#### ИСХОДНЫЙ ТЕКСТ:
________

Россия и последние войны ХХ века — страница 144 из 149

Игорь Сергеев даже не вошел в Оперативный штаб по управлению контртеррористической операцией на Северном Кавказе, возглавляемой руководителем ФСБ Патрушевым.

За несколько дней до принятия Указа, 17 января, секретарь Совета безопасности РФ Сергей Иванов заявил, что Россия встала на путь политического урегулирования в Чечне — не потому ли, что 14 января на Северный Кавказ вылетела делегация ПАСЕ? Ведь никаких признаков укрепления стабильности в республике, по сравнению, например, с ноябрем или декабрем, не наблюдается, а численность боевиков теперь иными источниками определяется в 5000 — так же, как и год назад [1412]. На протяжении всего января хроника сообщала об обстрелах, артиллерийских ударах по скоплениям боевиков, взрывах и убийствах. В феврале в небе Чечни наконец-то появились «Черные акулы», и они отнюдь не остались без работы.

6 февраля: «Боевая ударная группа выполняла боевой вылет в полном составе в район южнее села Центорой [1413]. В сложных условиях горно-лесистой местности был обнаружен укрепленный лагерь боевиков, в центре которого были замечены каменные дома, обвалованные грунтом и замаскированные подручными средствами. Было решено нанести по ним удар управляемыми ракетами типа «Вихрь»…»

14 февраля: «Боевая ударная группа полным составом выполняла боевую задачу способом свободной охоты в районе сел Дуба-Юрт и Хатуни. В сложных условиях местности летчики смогли обнаружить и уничтожить восемь целей… Фронтовая премьера новой боевой машины состоялась».

Той самой боевой машины, которой так и не получила армия, теперь выводимая из Чечни при обстоятельствах более чем странных.

Утверждают, что ее вывод обусловлен необходимостью проведения спецопераций, являющихся специализацией ФСБ. Допустим, хотя не очень понятно, почему эти спецоперации [1414] не проводились до сих пор и чем их проведению мешала или может помешать армия. Само же ее обездвижение в так называемых опорных зонах, которые она контролирует и которые непрерывно обстреливаются по периметру, явилось результатом определенных организационных решений, едва ли и не имевших своей целью тот самый результат, который мы наблюдаем сегодня.

________

#### ЗАДАНИЕ 1:
Перепиши слово в слово отрывок из текста о войне в Чечне, который начинается со слов, где есть «Игорь Сергеев даже», и заканчивается словами «руководителем ФСБ Патрушевым.».
#### ЗАДАНИЕ 2:
Напиши продолжение текста о войне в Чечне, начиная сразу после его последнего предложения.

#### СОБРАННЫЕ ДАННЫЕ:

________

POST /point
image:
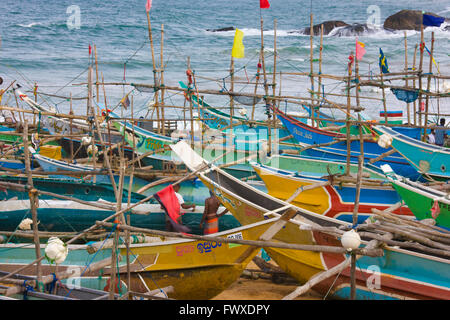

________

#### ОТВЕТ 1:
Игорь Сергеев даже не вошел в Оперативный штаб по управлению контртеррористической операцией на Северном Кавказе, возглавляемой руководителем ФСБ Патрушевым.

#### ОТВЕТ 2:
Паскевич писал в свое время: «В такой войне, гоняясь за бегущим и скрывающимся неприятелем, не может быть большой потери, но войска утомятся и, не имея ни твердых пунктов, ни верных коммуникаций, должны будут возвратиться без успеха». К сожалению, современные вооружения даже и в такой, ведущейся по классическому образцу «набег-отход», войне заставляют армию нести «большую потерю», в остальном же алгоритм описанной Паскевичем ситуации повторился и во второй чеченской войне. С той лишь разницей, что Паскевич, зная о подобной опасности, разрабатывал соответствующие меры по ее предотвращению [1415]. В конце ХХ века русская армия оказалась поставленной в ситуацию двоевластия, лишившую ее возможности полновластно контролировать даже стратегически важные дороги, развязки и населенные пункты.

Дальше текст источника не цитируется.